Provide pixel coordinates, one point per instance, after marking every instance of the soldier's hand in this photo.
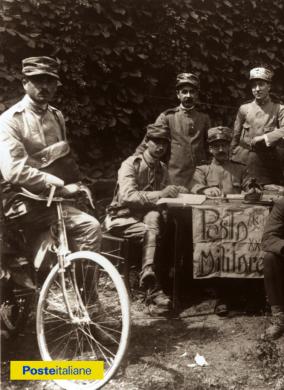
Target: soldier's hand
(170, 191)
(183, 190)
(68, 190)
(212, 191)
(257, 139)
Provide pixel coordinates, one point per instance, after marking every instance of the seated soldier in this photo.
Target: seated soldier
(222, 176)
(217, 179)
(142, 181)
(273, 262)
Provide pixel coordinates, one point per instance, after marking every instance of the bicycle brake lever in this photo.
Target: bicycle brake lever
(88, 195)
(51, 195)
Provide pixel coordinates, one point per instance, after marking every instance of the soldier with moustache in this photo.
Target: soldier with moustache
(187, 129)
(259, 130)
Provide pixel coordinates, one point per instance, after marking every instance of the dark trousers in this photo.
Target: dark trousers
(148, 232)
(274, 278)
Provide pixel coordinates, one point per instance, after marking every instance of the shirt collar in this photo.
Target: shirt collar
(190, 109)
(216, 162)
(150, 161)
(35, 107)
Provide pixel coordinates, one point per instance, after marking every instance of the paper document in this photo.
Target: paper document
(184, 199)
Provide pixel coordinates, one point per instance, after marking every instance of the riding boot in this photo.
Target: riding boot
(276, 330)
(147, 277)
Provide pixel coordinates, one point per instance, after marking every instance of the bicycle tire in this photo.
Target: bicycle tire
(108, 290)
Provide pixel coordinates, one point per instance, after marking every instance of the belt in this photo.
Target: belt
(245, 145)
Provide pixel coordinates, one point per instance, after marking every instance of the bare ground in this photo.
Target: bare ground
(161, 351)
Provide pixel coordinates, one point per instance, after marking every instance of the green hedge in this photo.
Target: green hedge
(120, 58)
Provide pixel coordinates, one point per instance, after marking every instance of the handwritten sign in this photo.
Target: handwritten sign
(226, 241)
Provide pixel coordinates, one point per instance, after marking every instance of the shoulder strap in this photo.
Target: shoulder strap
(58, 115)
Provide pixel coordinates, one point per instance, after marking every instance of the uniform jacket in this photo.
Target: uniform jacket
(30, 143)
(254, 120)
(188, 129)
(137, 191)
(231, 177)
(273, 236)
(33, 145)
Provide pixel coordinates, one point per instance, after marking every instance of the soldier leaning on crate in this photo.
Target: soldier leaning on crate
(142, 181)
(217, 179)
(273, 245)
(259, 130)
(188, 131)
(35, 154)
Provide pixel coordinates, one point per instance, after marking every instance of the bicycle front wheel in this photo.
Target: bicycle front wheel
(99, 325)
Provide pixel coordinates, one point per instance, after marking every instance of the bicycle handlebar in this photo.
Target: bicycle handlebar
(52, 198)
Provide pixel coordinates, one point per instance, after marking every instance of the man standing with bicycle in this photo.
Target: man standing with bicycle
(133, 213)
(35, 154)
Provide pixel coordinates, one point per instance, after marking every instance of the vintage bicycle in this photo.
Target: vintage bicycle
(83, 306)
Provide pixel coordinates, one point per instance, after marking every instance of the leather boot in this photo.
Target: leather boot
(276, 330)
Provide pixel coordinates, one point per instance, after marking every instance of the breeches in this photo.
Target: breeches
(83, 230)
(274, 278)
(147, 232)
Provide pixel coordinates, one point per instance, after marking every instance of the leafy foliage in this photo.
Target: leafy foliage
(120, 57)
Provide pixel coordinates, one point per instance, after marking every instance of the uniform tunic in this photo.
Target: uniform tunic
(25, 131)
(273, 245)
(230, 177)
(32, 139)
(188, 130)
(133, 212)
(263, 160)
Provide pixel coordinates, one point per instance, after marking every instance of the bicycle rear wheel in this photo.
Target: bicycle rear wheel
(103, 335)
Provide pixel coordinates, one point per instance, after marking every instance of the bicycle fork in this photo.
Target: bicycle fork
(63, 251)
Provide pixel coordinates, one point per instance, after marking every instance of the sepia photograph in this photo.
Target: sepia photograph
(142, 194)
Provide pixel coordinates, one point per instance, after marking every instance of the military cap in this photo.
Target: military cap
(187, 78)
(34, 66)
(219, 133)
(158, 132)
(261, 73)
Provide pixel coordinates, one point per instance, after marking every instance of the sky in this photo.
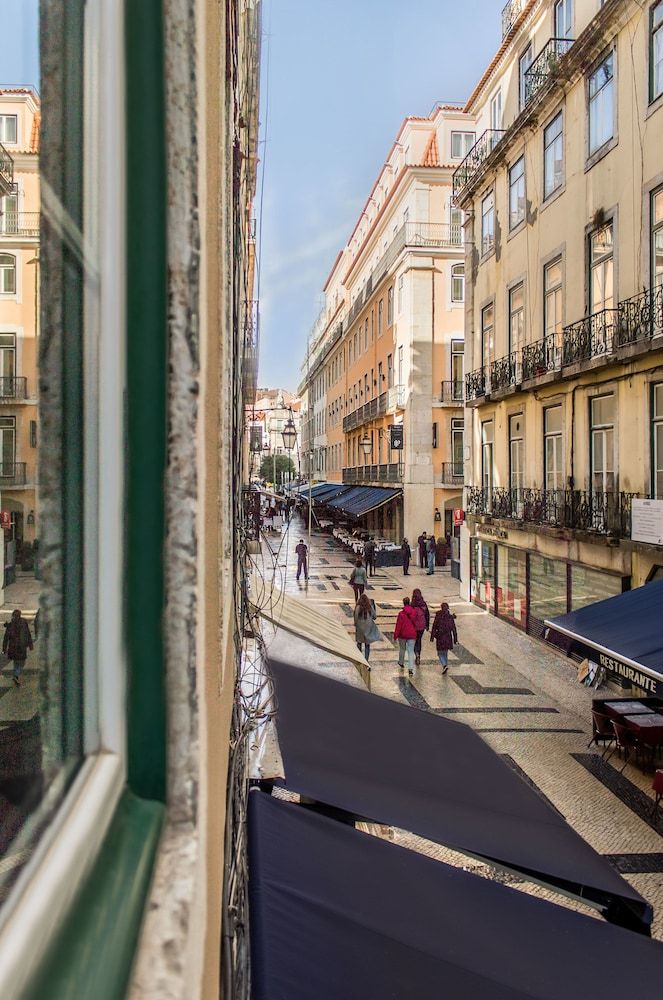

——————

• [THE TASK]: There is a run of lines above from the one with "Target: riding boot" to the one with "front wheel in this photo."; print exactly that run, both ends included, and nothing else.

• [REPLY]:
Target: riding boot
(276, 330)
(147, 277)
Provide pixel coordinates, one point per instance, after marking every instance of the bicycle tire in this photo.
Target: bicycle tire
(108, 290)
Provide pixel coordinates, one point per instance, after marking every instance of the belt in this photo.
Target: belt
(245, 145)
Provide pixel coordinates, one point per instance, after marking every instance of the bare ground in this photo.
Target: bare ground
(161, 351)
Provide pixel coordinates, one point per instance, after marking every instance of the green hedge in this photo.
Target: green hedge
(120, 58)
Provide pixel coordinates, one point per instance, after marking every instance of the handwritten sign in this photo.
Target: handwritten sign
(226, 241)
Provide pixel coordinates, one point per instance, after marking every instance of the shoulder strap in this photo.
Target: shoulder strap
(58, 115)
Provide pixel coordinates, one point per instance, after marking every instance of the uniform jacket in this photo.
Target: uniform jacket
(30, 143)
(254, 120)
(188, 129)
(137, 191)
(231, 177)
(273, 236)
(33, 145)
Provide pixel coordinates, one point per instance, after marking every instance of the soldier leaning on crate in this photo.
Target: soldier leaning on crate
(142, 181)
(217, 179)
(273, 245)
(259, 130)
(188, 131)
(35, 154)
Provide pixel coordinates, one point per instance, after marking every instance of the bicycle front wheel in this photo.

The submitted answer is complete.